• WHAT THIS TASK INVOLVES:
Present every line of the entries below as a Markdown table with two columns, Row and Line. Number the rows in order and leave out any blank lines.
= = = = =
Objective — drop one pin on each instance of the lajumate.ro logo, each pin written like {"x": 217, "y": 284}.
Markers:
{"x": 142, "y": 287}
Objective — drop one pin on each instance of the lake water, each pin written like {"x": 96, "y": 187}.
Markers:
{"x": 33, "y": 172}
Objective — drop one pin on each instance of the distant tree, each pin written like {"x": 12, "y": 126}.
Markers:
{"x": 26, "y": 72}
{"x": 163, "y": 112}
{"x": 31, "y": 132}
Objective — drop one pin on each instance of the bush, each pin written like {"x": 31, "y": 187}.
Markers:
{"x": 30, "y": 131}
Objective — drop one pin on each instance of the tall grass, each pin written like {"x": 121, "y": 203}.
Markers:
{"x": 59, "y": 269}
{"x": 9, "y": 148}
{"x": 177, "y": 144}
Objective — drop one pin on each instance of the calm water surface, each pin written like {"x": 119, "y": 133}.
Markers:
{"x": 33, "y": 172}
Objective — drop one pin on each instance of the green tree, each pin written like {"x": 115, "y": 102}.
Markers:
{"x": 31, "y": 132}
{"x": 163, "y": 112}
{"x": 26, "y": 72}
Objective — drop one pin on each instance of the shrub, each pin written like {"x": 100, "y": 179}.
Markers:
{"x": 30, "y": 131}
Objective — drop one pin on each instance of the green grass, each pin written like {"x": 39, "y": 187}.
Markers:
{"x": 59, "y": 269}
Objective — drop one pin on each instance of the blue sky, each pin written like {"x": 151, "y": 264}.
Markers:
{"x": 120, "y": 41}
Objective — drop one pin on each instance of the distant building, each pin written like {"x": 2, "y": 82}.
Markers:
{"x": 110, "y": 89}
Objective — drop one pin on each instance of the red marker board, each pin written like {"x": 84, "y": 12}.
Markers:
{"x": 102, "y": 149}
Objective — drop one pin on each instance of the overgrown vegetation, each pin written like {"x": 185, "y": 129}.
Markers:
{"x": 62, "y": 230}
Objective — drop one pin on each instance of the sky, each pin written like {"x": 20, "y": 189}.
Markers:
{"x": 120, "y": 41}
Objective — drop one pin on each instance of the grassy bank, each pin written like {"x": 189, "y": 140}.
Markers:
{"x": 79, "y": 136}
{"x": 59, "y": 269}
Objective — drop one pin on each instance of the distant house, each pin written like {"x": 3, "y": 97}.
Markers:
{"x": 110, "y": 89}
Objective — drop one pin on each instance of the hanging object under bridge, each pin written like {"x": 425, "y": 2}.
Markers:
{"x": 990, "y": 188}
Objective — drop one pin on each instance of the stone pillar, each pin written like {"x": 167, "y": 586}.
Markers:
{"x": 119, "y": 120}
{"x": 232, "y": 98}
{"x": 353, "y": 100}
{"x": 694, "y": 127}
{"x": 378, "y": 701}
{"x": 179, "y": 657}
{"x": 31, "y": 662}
= = = = =
• THE SOLUTION:
| Row | Line |
|---|---|
| 1 | Objective — drop one pin on each instance of the lajumate.ro logo, each pin written like {"x": 217, "y": 284}. |
| 2 | Markers: |
| 3 | {"x": 142, "y": 287} |
| 4 | Objective — drop one pin on each instance of the lake water, each pin written like {"x": 96, "y": 187}. |
| 5 | Markers: |
| 6 | {"x": 33, "y": 172} |
| 7 | Objective — drop one pin on each instance of the distant tree, each pin written like {"x": 12, "y": 126}. |
| 8 | Markers: |
| 9 | {"x": 26, "y": 72} |
| 10 | {"x": 163, "y": 112} |
| 11 | {"x": 31, "y": 132} |
| 12 | Objective — drop one pin on each instance of the bush, each pin written like {"x": 31, "y": 187}. |
| 13 | Markers: |
| 14 | {"x": 30, "y": 131} |
| 15 | Objective — drop one pin on each instance of the tall grass, each pin written like {"x": 121, "y": 203}. |
| 16 | Markers: |
| 17 | {"x": 59, "y": 269} |
| 18 | {"x": 9, "y": 148} |
| 19 | {"x": 177, "y": 144} |
| 20 | Objective — drop one pin on each instance of the calm water surface, each pin written like {"x": 119, "y": 133}. |
| 21 | Markers: |
| 22 | {"x": 33, "y": 172} |
| 23 | Objective — drop one pin on each instance of the green tree, each pin written like {"x": 115, "y": 102}. |
| 24 | Markers: |
| 25 | {"x": 31, "y": 132} |
| 26 | {"x": 163, "y": 112} |
| 27 | {"x": 26, "y": 72} |
| 28 | Objective — drop one pin on each instance of the shrub, each pin written like {"x": 100, "y": 179}. |
| 29 | Markers: |
| 30 | {"x": 30, "y": 131} |
| 31 | Objective — drop one pin on each instance of the green grass, each pin written like {"x": 39, "y": 187}. |
| 32 | Markers: |
| 33 | {"x": 59, "y": 269} |
| 34 | Objective — drop one pin on each instance of the blue sky, each pin written like {"x": 151, "y": 264}. |
| 35 | Markers: |
| 36 | {"x": 120, "y": 41} |
| 37 | Objective — drop one pin on each instance of the distant building, each pin written like {"x": 2, "y": 82}. |
| 38 | Markers: |
| 39 | {"x": 110, "y": 89} |
| 40 | Objective — drop one pin on each instance of the red marker board, each pin written like {"x": 84, "y": 12}. |
| 41 | Markers: |
| 42 | {"x": 102, "y": 149} |
| 43 | Objective — drop one pin on each instance of the overgrown vegetation, each pin written like {"x": 185, "y": 129}. |
| 44 | Markers: |
| 45 | {"x": 62, "y": 230} |
| 46 | Objective — drop one pin on each instance of the sky, each pin written like {"x": 20, "y": 189}. |
| 47 | Markers: |
| 48 | {"x": 120, "y": 41} |
| 49 | Objective — drop one pin on each instance of the grassy bank, each pin written like {"x": 189, "y": 140}. |
| 50 | Markers: |
| 51 | {"x": 79, "y": 136} |
| 52 | {"x": 59, "y": 269} |
| 53 | Objective — drop one pin on each instance of the distant house, each pin written like {"x": 3, "y": 97}. |
| 54 | Markers: |
| 55 | {"x": 110, "y": 89} |
| 56 | Objective — drop one pin on each instance of the hanging object under bridge, each pin written like {"x": 425, "y": 2}. |
| 57 | Markers: |
| 58 | {"x": 990, "y": 188} |
| 59 | Objective — drop one pin on each instance of the stone pillar, each pin written like {"x": 167, "y": 586}. |
| 60 | Markers: |
| 61 | {"x": 119, "y": 120} |
| 62 | {"x": 232, "y": 98} |
| 63 | {"x": 353, "y": 100} |
| 64 | {"x": 694, "y": 127} |
| 65 | {"x": 378, "y": 701} |
| 66 | {"x": 179, "y": 657} |
| 67 | {"x": 31, "y": 662} |